--- Tarea a realizar ---
Redacta la continuación del texto sobre arquitectura comunitaria a partir de su última oración.

--- Texto fuente ---

========================================

Además de aportar nuestras capacidades para manejar creativamente el escenario de
la protesta, que es la calle, nos corresponde también interpretar estas propuestas
y guiar la discusión sobre sus efectos y trabajar propuestas alternativas con la
propia comunidad. Al elaborar contrapropuestas que apoyen la protesta, se capacitan
para defender sus comunidades. Las propuestas se convierten en instrumentos que
les facilita negociar desde una posición de poder. El diseño es una herramienta
de poder. Al proveer alternativas, la arquitectura contestataria con base comunitaria
es una práctica que descoloniza y empodera a las comunidades.
Nos corresponde
a nosotros demostrar las falacias de algunos de los preceptos desde los que partimos
para tomar decisiones sobre la ciudad. Por ejemplo, demostrar que los barrios populares,
sin perder su personalidad ni sus elementos de identidad, se pueden revitalizar,
se pueden incorporar como espacios útiles a las ciudades. Parafraseando al arquitecto
inglés John Turner, la ciudad es un verbo, no un sustantivo. Siempre está en proceso
de ser y, en esa faena de hacerse, todos sus habitantes somos creadores. Aún con
la mera presencia.
Hacer arquitectura
en este contexto conlleva también aprender de las experiencias de la propia gente,
el uso y manejo de materiales, la organización y usos de los espacios y territorios
públicos, conocer las memorias y los significados del lugar. A partir de ese conocimiento,
podemos generar procesos de aprendizaje sobre organización de espacios, usos de
materiales y tecnologías alternativas. No se trata solamente de seguir los patrones
establecidos por las propias comunidades sino de incorporar los saberes nuestros
a los de sus habitantes para innovar y mostrar otras maneras de diseñar y construir.
La construcción
de alternativas genera resistencias individuales y en las instituciones del poder,
sean comunitarias, gubernamentales, empresariales o profesionales. Un último relato
para abundar sobre este asunto. Hace varios años
la municipalidad de San Juan me solicitó el diseño de una cancha de baloncesto para
una esquina del barrio Melilla, un asentamiento popular urbano. El proyecto parecía
simple: buscar los estándares y las medidas correctas de un espacio propio para
practicar ese deporte, dibujar y construir. Sin embargo, cuando de gente se trata,
las cosas nunca son tan sencillas como parecen a simple vista. Hay siempre otras
dimensiones a considerar. Quería saber, por ejemplo, ¿Para quiénes era el proyecto?

========================================

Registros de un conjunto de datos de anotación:
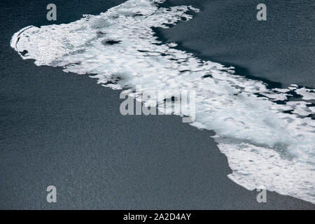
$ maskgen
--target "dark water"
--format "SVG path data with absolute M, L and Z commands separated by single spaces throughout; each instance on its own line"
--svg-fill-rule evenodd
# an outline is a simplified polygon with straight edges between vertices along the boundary
M 197 56 L 238 66 L 240 74 L 315 88 L 315 2 L 308 0 L 169 0 L 199 8 L 189 22 L 160 30 Z M 267 21 L 256 6 L 267 6 Z
M 54 1 L 56 23 L 123 1 Z M 257 192 L 226 176 L 211 132 L 179 117 L 122 116 L 119 91 L 22 60 L 10 38 L 55 22 L 46 19 L 49 3 L 0 2 L 0 209 L 314 209 L 271 192 L 258 203 Z

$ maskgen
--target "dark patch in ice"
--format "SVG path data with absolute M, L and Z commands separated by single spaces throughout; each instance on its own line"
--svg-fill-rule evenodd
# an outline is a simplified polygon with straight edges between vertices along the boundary
M 204 76 L 202 76 L 203 78 L 208 78 L 208 77 L 213 78 L 211 74 L 206 74 L 206 75 L 204 75 Z
M 27 56 L 27 54 L 29 52 L 27 50 L 24 50 L 23 51 L 19 51 L 22 56 Z
M 115 40 L 104 40 L 102 41 L 102 43 L 103 43 L 104 45 L 114 45 L 120 43 L 121 43 L 120 41 Z

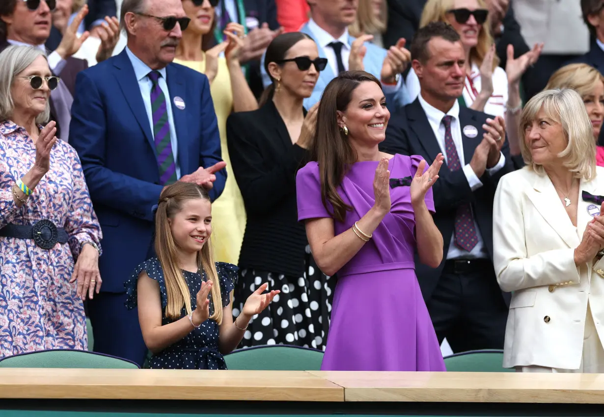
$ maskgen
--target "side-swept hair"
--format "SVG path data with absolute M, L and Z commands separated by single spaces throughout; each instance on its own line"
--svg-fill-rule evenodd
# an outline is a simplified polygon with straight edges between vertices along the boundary
M 329 211 L 333 208 L 333 217 L 344 221 L 346 212 L 352 209 L 338 193 L 350 165 L 356 162 L 356 151 L 338 124 L 338 110 L 344 112 L 352 100 L 352 93 L 364 81 L 375 83 L 378 78 L 365 71 L 346 71 L 332 80 L 323 91 L 316 113 L 315 138 L 310 158 L 319 165 L 321 199 Z
M 567 147 L 558 154 L 564 166 L 577 178 L 589 180 L 596 176 L 596 141 L 591 122 L 585 110 L 583 99 L 576 91 L 569 88 L 545 90 L 538 94 L 522 109 L 520 116 L 519 137 L 524 162 L 536 172 L 545 172 L 542 165 L 533 161 L 525 137 L 526 127 L 536 119 L 541 109 L 548 118 L 560 123 Z
M 428 44 L 434 37 L 442 37 L 451 43 L 460 39 L 459 34 L 451 25 L 444 22 L 432 22 L 420 28 L 413 36 L 409 50 L 411 53 L 411 59 L 425 64 L 430 59 Z
M 44 51 L 35 46 L 11 45 L 0 53 L 0 122 L 8 120 L 14 111 L 11 88 L 17 74 L 31 65 Z M 47 101 L 44 111 L 36 117 L 37 124 L 45 124 L 50 118 L 50 104 Z
M 183 306 L 187 314 L 190 314 L 193 310 L 191 307 L 191 293 L 182 272 L 178 267 L 178 249 L 168 219 L 172 218 L 182 209 L 184 202 L 197 199 L 210 201 L 210 196 L 203 187 L 197 184 L 179 181 L 166 187 L 161 192 L 155 214 L 155 252 L 165 281 L 167 298 L 165 315 L 175 320 L 180 318 Z M 197 261 L 200 270 L 203 270 L 205 272 L 208 279 L 213 284 L 211 293 L 214 312 L 210 318 L 220 324 L 222 322 L 222 298 L 210 237 L 208 237 L 205 244 L 198 253 Z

========================================

--- Resultado de la tarea ---
¿Dónde estaba la gente de este barrio? ¿Qué papel desempeñaban en este proyecto?
O, puesto de otra manera, ¿cuál era el lugar de este espacio baldío en el imaginario
de la comunidad, en su cotidianidad? Y, basado en lo anterior, ¿qué debía ser este
proyecto para ellos?
Me dediqué por un tiempo a conocer el lugar y su función como lugar comunitario.
No tardé en descubrir que lo que parecía un solar yermo, con alguna maleza y escombros
de alguna casa venida a menos, era en realidad un espacio de usos múltiples compartido
por una población diversa. Bajo la sombra de un quenepo, sentados en cuatro cajones
que una vez fueron el empaque de bacalao importado de la Nueva Escocia, y sobre
un pedazo de tabla que apoyaban sobre las rodillas, algunos jugaban dominó. En otra
ocasión, sobre esos mismos cajones y un asiento de algún auto ya descartado, percusionistas
de la vecindad hacían su toque de rumba brava o, como dirían allí, su bembé. De
pronto, como una validación de su apropiación y celebración del lugar, llegaron
algunas viandas o tubérculos, pedazos de carne de res, maíz y un caldero con agua.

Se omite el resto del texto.